Source records
··········

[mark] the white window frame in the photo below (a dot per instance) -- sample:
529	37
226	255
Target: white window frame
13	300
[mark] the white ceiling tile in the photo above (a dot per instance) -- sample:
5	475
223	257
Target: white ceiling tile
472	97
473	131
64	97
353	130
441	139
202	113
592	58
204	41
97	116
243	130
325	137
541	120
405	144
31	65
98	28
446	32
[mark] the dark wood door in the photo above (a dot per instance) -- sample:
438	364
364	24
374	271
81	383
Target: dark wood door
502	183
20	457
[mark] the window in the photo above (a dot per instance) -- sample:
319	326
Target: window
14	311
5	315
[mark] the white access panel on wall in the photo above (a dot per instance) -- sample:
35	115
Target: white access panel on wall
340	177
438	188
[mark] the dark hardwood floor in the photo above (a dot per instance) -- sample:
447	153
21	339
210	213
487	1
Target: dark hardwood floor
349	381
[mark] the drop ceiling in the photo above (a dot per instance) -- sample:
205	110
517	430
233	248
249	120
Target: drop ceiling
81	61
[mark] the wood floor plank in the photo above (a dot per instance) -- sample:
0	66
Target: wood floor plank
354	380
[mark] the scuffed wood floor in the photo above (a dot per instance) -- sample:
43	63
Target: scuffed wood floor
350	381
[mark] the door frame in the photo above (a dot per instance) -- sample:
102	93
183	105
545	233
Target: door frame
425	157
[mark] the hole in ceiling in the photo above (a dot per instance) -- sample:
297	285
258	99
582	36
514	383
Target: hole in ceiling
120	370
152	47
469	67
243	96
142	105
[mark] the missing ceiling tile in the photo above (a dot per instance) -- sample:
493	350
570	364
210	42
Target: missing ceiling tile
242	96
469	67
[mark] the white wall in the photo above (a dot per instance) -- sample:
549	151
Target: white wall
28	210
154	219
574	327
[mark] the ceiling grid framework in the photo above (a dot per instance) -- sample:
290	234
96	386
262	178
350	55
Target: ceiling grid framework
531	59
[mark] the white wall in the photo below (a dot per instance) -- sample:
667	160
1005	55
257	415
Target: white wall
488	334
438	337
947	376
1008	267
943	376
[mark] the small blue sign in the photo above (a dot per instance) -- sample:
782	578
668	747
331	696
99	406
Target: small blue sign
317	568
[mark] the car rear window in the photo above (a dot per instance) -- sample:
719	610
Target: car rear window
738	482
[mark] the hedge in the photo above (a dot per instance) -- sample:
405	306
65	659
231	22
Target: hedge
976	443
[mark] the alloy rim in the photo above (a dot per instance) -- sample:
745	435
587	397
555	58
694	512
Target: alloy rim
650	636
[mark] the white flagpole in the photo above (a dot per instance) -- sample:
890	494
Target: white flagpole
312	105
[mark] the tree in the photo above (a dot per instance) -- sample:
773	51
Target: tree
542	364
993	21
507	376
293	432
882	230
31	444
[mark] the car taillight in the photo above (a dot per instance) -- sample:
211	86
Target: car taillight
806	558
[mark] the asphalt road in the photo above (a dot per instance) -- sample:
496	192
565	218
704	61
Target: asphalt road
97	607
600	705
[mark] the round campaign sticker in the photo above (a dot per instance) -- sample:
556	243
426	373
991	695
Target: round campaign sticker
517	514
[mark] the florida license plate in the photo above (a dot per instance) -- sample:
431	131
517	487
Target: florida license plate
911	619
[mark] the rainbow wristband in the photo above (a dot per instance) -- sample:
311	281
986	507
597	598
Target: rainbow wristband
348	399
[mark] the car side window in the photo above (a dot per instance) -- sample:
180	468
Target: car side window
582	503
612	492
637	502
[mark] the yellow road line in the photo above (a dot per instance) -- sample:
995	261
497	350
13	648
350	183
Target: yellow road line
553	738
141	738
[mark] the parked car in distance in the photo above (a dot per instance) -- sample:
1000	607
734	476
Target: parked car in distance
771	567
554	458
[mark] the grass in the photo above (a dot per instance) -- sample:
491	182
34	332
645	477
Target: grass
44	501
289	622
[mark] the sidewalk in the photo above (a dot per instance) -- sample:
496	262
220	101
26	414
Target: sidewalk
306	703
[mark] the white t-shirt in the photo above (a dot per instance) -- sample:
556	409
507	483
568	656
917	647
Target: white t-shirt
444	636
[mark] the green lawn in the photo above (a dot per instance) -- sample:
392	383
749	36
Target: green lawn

··········

| WORK INSTRUCTION |
All records above are to be printed exactly, with nothing omitted.

| TASK RESULT |
[mark] the white window frame in the photo below (a dot per instance) -- sample:
529	37
226	255
Target: white window frame
13	300
[mark] the white ceiling tile in the photo above (a dot per instance) -- sample:
5	475
223	257
Target: white ceiling tile
472	97
473	131
64	97
353	130
441	139
202	113
592	58
204	41
97	116
243	130
325	137
541	120
405	144
31	65
98	28
446	32
[mark] the dark wood door in the photo above (a dot per instance) -- sample:
438	364
364	24
374	271
81	383
Target: dark wood door
502	183
20	457
[mark] the window in the photo above (a dot per instance) -- sample:
319	326
Target: window
14	311
5	315
[mark] the white access panel on wall in the photo above (a dot per instance) -- sample:
35	115
Target: white access panel on wall
340	177
438	188
[mark] the dark hardwood floor in the photo above (a dot per instance) -- sample:
447	153
21	339
210	213
487	1
Target: dark hardwood floor
349	381
[mark] the drop ceiling in the photo above (a dot per instance) -- sample:
205	110
517	430
233	248
249	120
Target: drop ceiling
81	61
[mark] the wood floor plank in the photo above (a dot per instance) -- sample:
0	66
Target: wood floor plank
354	380
[mark] the scuffed wood floor in the photo above (a dot per instance) -- sample:
43	63
Target: scuffed wood floor
350	381
[mark] the door frame in the photo above (a dot per instance) -- sample:
102	93
183	105
545	233
Target: door frame
425	157
[mark] the hole in ceiling in the photo above (a dot per instance) -- sample:
297	285
258	99
582	36
514	383
Target: hole in ceiling
120	370
152	47
469	67
243	96
142	105
[mark] the missing ceiling tile in the photo above (a dot per instance) -- sample:
493	350
570	364
210	42
Target: missing ceiling tile
242	96
469	67
[mark] the white wall in the photo above (a dot per instance) -- sample:
549	151
Target: white wall
28	210
154	219
574	327
[mark] the ceiling grid framework in the photo above (a dot per instance) -- sample:
290	234
96	386
262	178
350	55
Target: ceiling grid framework
531	59
[mark] the white wall in the photo below (a dot per instance) -- sample:
667	160
1005	55
257	415
Target: white wall
488	334
438	337
947	376
1008	267
943	376
[mark] the small blue sign in the photo above (a dot per instance) -- sample:
782	578
668	747
331	696
99	406
Target: small blue sign
317	568
[mark] the car rear window in the photo above (a dot per instance) -- sample:
719	610
Target: car rear window
738	482
[mark] the hedge in the photo above (a dot per instance) -- sample:
405	306
65	659
231	22
Target: hedge
976	443
[mark] the alloy rim in the photo above (a dot per instance) -- sample:
745	435
587	397
555	58
694	512
Target: alloy rim
650	636
[mark] the white flagpole in the photo above (a dot per instance) -- sample:
890	494
Target: white flagpole
312	105
[mark] the tree in the photo above (a dot per instance) -- sample:
773	51
Target: tree
542	364
993	21
507	376
293	432
882	230
31	444
[mark] the car taillight in the photo above (a dot per instance) -- sample:
211	86
Target: car taillight
806	558
[mark] the asphalt road in the photo above (a dot per instance) -- sample:
496	192
565	218
704	61
Target: asphalt road
97	607
600	705
[mark] the round campaign sticker in the photo above (a dot per instance) -- sample:
556	243
426	373
991	695
Target: round campaign sticker
517	514
[mark] the florida license plate in the photo above (a dot per instance) -- sample:
431	131
517	487
Target: florida license plate
911	619
[mark] the rainbow wristband in the photo above (a dot per instance) -- sample:
311	281
986	507
597	598
Target: rainbow wristband
348	399
[mark] the car side window in the photo above (a dot per instance) -- sample:
180	468
Target: car side window
582	503
612	492
637	502
[mark] the yellow road line in the photo above (a dot per instance) -- sample:
995	261
497	350
13	648
350	183
Target: yellow road line
553	738
141	738
[mark] the parked car in distance in the photo above (a dot per instance) -- sample:
1000	607
734	476
Target: parked car in distance
771	567
554	458
[mark] the grass in the photo above (a dot per instance) -- sample:
491	182
34	332
645	477
Target: grass
44	501
289	622
[mark] the sidewalk in the photo above (a dot per instance) -- sample:
496	262
220	101
26	414
Target: sidewalk
306	703
[mark] the white t-shirt in the photo above (a dot per instance) -- sample:
556	409
507	483
568	656
917	647
Target: white t-shirt
444	636
[mark] the green lawn in the photo above (a dot per instance) -- sample:
392	383
749	36
Target: green lawn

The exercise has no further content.